[Text passage — start]

On Google's published benchmarks, Gemini 3 Flash scores 90.4% on GPQA Diamond and 81.2% on MMMU-Pro — close to Gemini 3 Pro — and reaches 78% on SWE-bench Verified for agentic coding, where Google reports it actually edges out Gemini 3 Pro. At $0.50 per 1M input tokens and $3 per 1M output tokens, it undercuts the Pro tier substantially while running about 3x faster than Gemini 2.5 Pro.

Released2025-12-17
LicenseProprietary
WeightsAPI only
ParametersNot disclosed
Context1M
Max output64K
ArchitectureProprietary dense/sparse Transformer (Gemini 3 family); Google has not published parameter counts or architectural details for the Flash tier.
Knowledge cutoffJanuary 2025
ModalitiesText, Vision, Audio, Video, PDF
StatusPreview

Benchmarks

  1. GPQA Diamond90.4%
  2. MMMU-Pro81.2%
  3. SWE-bench Verified78%
  4. Humanity's Last Exam (no tools)33.7%
  5. MCP Atlas57.4%
  6. Toolathlon49.4%

Scores on a 0–100 scale (25-point gridlines); higher is better. Each benchmark links to its published source.

Pricing

Input$0.50 / 1M tokens per 1M tokens
Output$3.00 / 1M tokens per 1M tokens

Audio input is priced at $1.00 / 1M tokens. Automatic context caching can reduce effective cost for repeated content. Pricing is for the Gemini API; preview model.

Pricing source ↗

Strengths

  • Near-Pro reasoning quality at a fraction of the price and latency — about 3x faster than Gemini 2.5 Pro
  • Strong agentic coding: 78% on SWE-bench Verified, ahead of Gemini 3 Pro on Google's own figures
  • 1 million-token context window for long documents, codebases, and multi-file inputs
  • Genuinely multimodal input — text, images, audio, video, and PDFs in a single request
  • Configurable thinking levels let you tune cost vs. depth per call, with automatic context caching to cut repeated-prompt costs
  • Uses roughly 30% fewer tokens than Gemini 2.5 Pro on typical tasks, lowering effective cost further

Best for

  • High-volume production features where Gemini 3 Pro would be too slow or expensive
  • Agentic coding assistants and code-fixing agents (Gemini CLI, Antigravity, IDE tools)
  • Long-document and PDF analysis, summarization, and extraction over the 1M-token window
  • Multimodal apps that mix images, audio, video, and text in one pipeline
  • Real-time chat and search experiences (it powers AI Mode in Search and the Gemini app) needing fast responses
  • Tool-using and multi-step workflow agents that need solid reasoning at low latency

How to access

ProviderModel ID
Google AI Studio / Gemini API ↗gemini-3-flash-preview
Google Vertex AI ↗gemini-3-flash
OpenRouter ↗google/gemini-3-flash-preview

Gemini Flash — every version

The full lineage of the Gemini Flash line, newest first. Every version has its own page — click any to compare specs, benchmarks and pricing.

[Text passage — finish]
[Recorded information — start]

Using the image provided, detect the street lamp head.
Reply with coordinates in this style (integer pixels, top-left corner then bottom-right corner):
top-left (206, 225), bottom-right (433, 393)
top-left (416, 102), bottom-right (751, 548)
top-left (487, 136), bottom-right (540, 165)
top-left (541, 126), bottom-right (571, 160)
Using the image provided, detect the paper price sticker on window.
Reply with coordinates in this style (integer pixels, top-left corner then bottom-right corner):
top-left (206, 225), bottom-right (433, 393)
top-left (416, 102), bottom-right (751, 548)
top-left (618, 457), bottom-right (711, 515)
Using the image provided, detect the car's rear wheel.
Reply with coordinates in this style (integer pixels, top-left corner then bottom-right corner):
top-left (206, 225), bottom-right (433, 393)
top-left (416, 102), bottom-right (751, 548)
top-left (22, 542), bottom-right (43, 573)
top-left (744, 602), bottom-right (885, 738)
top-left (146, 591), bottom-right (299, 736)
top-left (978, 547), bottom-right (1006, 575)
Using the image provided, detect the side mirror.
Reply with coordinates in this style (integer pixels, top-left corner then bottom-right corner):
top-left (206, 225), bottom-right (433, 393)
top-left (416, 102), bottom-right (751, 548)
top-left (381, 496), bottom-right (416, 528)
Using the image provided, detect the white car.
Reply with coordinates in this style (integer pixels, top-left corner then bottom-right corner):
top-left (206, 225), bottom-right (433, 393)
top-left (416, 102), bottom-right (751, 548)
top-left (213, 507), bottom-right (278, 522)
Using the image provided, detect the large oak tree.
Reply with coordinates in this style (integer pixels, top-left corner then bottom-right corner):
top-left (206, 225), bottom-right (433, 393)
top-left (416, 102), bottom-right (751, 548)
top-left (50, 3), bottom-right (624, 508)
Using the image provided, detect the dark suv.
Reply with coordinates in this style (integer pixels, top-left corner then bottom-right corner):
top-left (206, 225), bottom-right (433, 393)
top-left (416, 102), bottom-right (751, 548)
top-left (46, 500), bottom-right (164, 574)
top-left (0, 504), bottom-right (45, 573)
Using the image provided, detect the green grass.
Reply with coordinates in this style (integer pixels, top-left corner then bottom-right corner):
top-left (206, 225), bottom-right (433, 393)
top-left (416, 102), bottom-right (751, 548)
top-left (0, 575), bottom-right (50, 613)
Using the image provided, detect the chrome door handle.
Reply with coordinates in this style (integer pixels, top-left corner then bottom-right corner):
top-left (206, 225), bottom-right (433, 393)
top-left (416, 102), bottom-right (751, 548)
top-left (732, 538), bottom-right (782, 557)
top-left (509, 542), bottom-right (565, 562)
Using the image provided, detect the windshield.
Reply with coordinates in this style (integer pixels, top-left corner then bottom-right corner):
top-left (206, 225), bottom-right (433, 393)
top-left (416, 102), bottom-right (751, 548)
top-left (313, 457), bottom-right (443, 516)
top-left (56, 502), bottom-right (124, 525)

[Recorded information — finish]

Problem
Could you reproduce, word for word, the stretch of the Gemini 3 Flash passage from "Knowledge cutoffJanuary 2025" through "its published source."? Rely only on the passage about Gemini 3 Flash.

Written answer
Knowledge cutoffJanuary 2025
ModalitiesText, Vision, Audio, Video, PDF
StatusPreview

Benchmarks

  1. GPQA Diamond90.4%
  2. MMMU-Pro81.2%
  3. SWE-bench Verified78%
  4. Humanity's Last Exam (no tools)33.7%
  5. MCP Atlas57.4%
  6. Toolathlon49.4%

Scores on a 0–100 scale (25-point gridlines); higher is better. Each benchmark links to its published source.